STUDY TEXT:
◆ ◆ ◆
As a parent, you constantly worry about your child's safety when he is out of sight. You know that accidents can happen any time, anywhere. While you try to trust your son's Waco school to provide a safe space, you still worry that you will get a call that there has been an accident. While playground manufacturers have made recent strides in providing safer equipment, injuries are still very possible.
One of the things you can do as a parent to provide extra protection for your child, is to learn about the most common playground injuries and to teach him to be cautious while he is playing.
Breaks, fractures and sprains
According to the Centers for Disease Control (CDC), children between the ages of 5 and 9 are more likely to sustain a fracture or sprain while playing. All it takes is one loose rock on the playground to cause an ankle to turn. Fortunately, children tend to heal much faster because their bones are still flexible since they are growing. If your child suffers a break or sprain, be sure you alert his teachers so that they can keep a closer eye on him while he continues to heal.
Concussions and other head injuries
In general, the climbing equipment on playgrounds is the most popular. It also causes the most injuries. In many cases, children are not even aware of the severity of their injuries if they fall and hit their heads. This means that instead of alerting a teacher or other adult, they try to keep playing. If your child starts to display light sensitivity, dizziness, headaches or nausea, then he could have a head injury. Other indicators include drowsiness, looking dazed or confused, irritability, and slow responses to basic questions.
Joint dislocations are another common injury that children suffer on the playground. It does not take much force for an arm or elbow dislocation to occur in a child. If this happens, take him to the doctor and let a medical professional put it back into place. If you attempt to do so yourself, you risk causing further injury. Signs of dislocation include redness and swelling around the joint, difficulty moving the joint or limb, and even irritability or agitation.
Scrapes and bruises
Scrapes, cuts and bruises tend to be the wear and tear most children come home with on a regular basis. While these playground injuries tend to be minor, if you do not properly treat them, infection can set in and they can become much more serious. When it comes to cuts and scrapes, be sure you are treating them with antiseptic ointments and regularly changing the bandages. If your child has a bruise that does not seem to be fading and lasts longer than a week, it could be an indication of an internal injury and you should seek medical treatment immediately.
While understanding the above injuries can prepare your child to stay safe on the playground, it is not possible to prevent every accident. If your child suffers a playground injury while at school due to lack of adult supervision or faulty equipment, you may be able to take legal action.
◆ ◆ ◆
PROMPT 1: Reproduce the part of the article on playground injuries that runs from "Scrapes and bruises" up to and including "medical treatment immediately.".
PROMPT 2: List every sign of a possible head injury that the article on playground injuries gives.
The entries that come next have no connection to the article on playground injuries.

(Stored entries)
◆ ◆ ◆
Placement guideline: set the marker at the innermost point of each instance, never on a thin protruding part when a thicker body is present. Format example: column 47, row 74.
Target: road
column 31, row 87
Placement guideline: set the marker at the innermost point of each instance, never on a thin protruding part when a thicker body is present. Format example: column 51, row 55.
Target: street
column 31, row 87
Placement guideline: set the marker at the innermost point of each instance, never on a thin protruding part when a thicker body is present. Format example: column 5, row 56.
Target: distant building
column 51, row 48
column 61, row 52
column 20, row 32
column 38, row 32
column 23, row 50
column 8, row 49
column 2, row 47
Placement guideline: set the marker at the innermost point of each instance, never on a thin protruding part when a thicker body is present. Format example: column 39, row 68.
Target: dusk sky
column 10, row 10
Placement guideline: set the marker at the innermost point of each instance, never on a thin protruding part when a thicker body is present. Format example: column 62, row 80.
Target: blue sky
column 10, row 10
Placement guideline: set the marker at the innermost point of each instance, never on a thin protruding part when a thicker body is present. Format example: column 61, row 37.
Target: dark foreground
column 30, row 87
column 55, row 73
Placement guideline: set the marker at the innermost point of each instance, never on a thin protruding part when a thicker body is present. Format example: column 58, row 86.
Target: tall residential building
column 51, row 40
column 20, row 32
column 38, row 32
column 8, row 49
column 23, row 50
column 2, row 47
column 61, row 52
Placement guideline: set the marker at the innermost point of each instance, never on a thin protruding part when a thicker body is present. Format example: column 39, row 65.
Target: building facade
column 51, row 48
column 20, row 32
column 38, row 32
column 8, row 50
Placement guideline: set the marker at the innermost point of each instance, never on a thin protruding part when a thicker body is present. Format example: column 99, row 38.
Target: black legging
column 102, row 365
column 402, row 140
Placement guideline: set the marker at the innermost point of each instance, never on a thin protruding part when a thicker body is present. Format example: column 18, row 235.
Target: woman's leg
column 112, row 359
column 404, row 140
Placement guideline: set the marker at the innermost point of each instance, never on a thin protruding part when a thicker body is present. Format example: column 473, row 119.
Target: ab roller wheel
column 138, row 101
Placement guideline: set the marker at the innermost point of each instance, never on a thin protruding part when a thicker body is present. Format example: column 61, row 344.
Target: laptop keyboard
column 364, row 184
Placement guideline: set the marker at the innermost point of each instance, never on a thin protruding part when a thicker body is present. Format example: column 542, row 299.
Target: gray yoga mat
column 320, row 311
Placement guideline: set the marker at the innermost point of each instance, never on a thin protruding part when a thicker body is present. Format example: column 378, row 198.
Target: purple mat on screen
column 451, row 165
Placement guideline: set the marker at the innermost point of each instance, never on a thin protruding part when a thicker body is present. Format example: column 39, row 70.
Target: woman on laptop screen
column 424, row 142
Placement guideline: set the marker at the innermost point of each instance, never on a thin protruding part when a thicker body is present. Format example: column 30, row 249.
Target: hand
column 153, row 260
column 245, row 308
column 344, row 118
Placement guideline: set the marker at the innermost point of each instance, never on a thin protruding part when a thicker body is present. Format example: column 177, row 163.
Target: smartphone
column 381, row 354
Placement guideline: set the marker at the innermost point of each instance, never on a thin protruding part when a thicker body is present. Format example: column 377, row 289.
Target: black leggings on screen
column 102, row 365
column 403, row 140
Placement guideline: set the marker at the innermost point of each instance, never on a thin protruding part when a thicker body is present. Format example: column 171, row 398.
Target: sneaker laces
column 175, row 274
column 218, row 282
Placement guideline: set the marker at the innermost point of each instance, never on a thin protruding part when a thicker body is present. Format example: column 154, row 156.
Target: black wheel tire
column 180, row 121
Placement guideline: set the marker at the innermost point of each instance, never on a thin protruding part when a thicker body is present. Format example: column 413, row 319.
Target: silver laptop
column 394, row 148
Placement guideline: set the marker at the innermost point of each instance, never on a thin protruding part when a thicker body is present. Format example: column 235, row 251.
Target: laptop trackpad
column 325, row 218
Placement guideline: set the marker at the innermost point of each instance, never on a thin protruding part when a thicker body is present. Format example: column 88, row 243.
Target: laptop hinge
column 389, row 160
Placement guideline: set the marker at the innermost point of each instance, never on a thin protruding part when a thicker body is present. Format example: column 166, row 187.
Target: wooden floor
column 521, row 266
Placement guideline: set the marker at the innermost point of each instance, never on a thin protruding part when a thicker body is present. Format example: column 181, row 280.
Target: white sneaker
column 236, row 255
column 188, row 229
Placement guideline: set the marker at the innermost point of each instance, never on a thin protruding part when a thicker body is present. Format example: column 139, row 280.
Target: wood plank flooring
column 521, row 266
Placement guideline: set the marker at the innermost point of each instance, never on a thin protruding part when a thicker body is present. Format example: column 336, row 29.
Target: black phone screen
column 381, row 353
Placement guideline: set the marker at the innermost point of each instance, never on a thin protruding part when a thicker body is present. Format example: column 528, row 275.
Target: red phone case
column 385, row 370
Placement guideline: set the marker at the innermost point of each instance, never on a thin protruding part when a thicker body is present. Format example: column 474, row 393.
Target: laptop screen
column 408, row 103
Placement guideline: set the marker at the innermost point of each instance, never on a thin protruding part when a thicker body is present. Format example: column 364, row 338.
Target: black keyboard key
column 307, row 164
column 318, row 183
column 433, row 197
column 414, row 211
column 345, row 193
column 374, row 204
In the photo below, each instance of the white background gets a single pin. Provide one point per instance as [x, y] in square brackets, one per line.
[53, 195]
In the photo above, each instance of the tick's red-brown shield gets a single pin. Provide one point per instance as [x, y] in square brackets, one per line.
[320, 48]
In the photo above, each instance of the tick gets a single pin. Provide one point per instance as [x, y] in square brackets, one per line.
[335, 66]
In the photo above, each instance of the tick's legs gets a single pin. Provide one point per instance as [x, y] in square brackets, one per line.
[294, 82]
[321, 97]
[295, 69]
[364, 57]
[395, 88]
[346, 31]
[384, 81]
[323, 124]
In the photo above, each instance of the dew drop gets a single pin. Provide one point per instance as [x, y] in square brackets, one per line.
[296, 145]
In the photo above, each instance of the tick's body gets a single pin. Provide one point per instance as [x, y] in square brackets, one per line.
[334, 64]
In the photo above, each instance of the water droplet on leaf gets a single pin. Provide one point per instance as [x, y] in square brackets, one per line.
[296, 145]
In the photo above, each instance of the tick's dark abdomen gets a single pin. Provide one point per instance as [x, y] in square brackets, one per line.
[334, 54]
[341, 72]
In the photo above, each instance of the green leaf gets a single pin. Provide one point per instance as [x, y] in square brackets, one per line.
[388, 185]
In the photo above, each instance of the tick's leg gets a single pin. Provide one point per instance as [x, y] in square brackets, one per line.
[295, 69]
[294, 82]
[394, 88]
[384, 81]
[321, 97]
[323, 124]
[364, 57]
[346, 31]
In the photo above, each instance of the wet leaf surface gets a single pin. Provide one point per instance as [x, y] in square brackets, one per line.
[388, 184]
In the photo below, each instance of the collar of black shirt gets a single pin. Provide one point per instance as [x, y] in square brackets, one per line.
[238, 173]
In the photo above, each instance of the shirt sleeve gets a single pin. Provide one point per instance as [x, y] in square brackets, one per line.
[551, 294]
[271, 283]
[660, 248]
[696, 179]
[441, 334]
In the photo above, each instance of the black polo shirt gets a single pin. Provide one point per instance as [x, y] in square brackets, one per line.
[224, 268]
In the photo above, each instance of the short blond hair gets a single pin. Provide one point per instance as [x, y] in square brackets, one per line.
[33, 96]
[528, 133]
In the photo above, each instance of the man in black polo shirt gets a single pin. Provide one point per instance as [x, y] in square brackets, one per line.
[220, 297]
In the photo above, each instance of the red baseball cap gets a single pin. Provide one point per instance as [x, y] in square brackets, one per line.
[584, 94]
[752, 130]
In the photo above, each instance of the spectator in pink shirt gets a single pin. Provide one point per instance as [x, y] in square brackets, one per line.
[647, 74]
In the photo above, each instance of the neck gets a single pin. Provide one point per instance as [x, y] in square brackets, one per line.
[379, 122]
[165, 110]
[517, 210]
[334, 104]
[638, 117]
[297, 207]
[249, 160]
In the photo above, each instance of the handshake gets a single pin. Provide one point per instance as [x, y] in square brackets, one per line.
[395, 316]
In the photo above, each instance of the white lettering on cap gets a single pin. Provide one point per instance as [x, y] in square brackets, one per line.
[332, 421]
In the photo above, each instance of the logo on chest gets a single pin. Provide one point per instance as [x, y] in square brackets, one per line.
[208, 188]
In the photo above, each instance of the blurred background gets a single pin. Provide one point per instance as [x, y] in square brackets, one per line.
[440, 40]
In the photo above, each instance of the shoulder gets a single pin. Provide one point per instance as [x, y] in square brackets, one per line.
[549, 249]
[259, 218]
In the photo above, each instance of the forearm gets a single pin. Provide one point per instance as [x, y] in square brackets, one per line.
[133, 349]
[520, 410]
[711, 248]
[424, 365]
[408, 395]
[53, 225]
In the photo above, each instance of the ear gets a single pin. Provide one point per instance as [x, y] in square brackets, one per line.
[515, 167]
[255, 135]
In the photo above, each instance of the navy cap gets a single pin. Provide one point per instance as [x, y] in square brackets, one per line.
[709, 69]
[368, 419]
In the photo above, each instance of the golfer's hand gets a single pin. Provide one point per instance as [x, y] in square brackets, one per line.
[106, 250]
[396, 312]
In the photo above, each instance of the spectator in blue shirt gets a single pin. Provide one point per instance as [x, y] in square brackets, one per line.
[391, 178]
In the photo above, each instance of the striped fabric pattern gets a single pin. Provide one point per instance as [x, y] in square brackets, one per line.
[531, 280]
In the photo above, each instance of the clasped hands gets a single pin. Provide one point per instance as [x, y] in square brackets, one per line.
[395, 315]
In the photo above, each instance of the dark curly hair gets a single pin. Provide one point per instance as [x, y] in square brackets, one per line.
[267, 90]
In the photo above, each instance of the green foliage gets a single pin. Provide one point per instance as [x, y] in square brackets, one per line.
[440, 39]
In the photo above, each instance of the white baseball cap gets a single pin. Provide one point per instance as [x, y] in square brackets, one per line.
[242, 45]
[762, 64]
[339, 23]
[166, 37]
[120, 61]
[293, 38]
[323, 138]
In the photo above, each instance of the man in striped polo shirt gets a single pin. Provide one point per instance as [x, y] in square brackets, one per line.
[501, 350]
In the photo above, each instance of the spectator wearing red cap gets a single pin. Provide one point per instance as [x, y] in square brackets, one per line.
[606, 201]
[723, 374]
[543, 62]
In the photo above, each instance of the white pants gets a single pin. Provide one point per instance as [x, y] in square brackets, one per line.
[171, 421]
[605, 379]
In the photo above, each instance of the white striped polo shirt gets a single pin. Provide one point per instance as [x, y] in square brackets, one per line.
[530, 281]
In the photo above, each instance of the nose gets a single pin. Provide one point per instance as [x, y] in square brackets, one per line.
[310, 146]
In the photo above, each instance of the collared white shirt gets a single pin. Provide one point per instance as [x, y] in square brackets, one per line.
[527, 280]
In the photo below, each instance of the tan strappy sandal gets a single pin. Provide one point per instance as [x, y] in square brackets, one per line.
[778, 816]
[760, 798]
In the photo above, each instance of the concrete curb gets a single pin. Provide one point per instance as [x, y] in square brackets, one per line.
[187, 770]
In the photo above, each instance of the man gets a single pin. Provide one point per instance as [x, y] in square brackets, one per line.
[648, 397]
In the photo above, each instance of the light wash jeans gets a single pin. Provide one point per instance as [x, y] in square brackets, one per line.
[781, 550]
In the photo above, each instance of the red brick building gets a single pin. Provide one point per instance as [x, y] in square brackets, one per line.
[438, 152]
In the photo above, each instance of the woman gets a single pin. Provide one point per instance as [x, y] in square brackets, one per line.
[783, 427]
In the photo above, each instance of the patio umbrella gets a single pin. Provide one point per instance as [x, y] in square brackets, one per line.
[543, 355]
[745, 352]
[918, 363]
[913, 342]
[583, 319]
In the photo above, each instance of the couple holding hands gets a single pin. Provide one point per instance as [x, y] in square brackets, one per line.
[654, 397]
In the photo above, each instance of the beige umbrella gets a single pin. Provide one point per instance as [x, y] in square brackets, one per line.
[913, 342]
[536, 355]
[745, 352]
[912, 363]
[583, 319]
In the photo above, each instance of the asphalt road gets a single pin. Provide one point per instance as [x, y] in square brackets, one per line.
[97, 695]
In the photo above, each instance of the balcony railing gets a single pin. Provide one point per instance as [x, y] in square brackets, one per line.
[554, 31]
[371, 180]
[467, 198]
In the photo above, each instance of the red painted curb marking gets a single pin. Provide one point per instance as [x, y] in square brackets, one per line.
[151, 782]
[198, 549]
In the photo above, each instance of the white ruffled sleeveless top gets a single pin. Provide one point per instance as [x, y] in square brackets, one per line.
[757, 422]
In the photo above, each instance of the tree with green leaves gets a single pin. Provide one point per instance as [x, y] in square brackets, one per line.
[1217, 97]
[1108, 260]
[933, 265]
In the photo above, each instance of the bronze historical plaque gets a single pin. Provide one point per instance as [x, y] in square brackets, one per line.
◆ ◆ ◆
OUTPUT 1:
Scrapes and bruises
Scrapes, cuts and bruises tend to be the wear and tear most children come home with on a regular basis. While these playground injuries tend to be minor, if you do not properly treat them, infection can set in and they can become much more serious. When it comes to cuts and scrapes, be sure you are treating them with antiseptic ointments and regularly changing the bandages. If your child has a bruise that does not seem to be fading and lasts longer than a week, it could be an indication of an internal injury and you should seek medical treatment immediately.

OUTPUT 2:
- Light sensitivity
- Dizziness
- Headaches
- Nausea
- Drowsiness
- Looking dazed or confused
- Irritability
- Slow responses to basic questions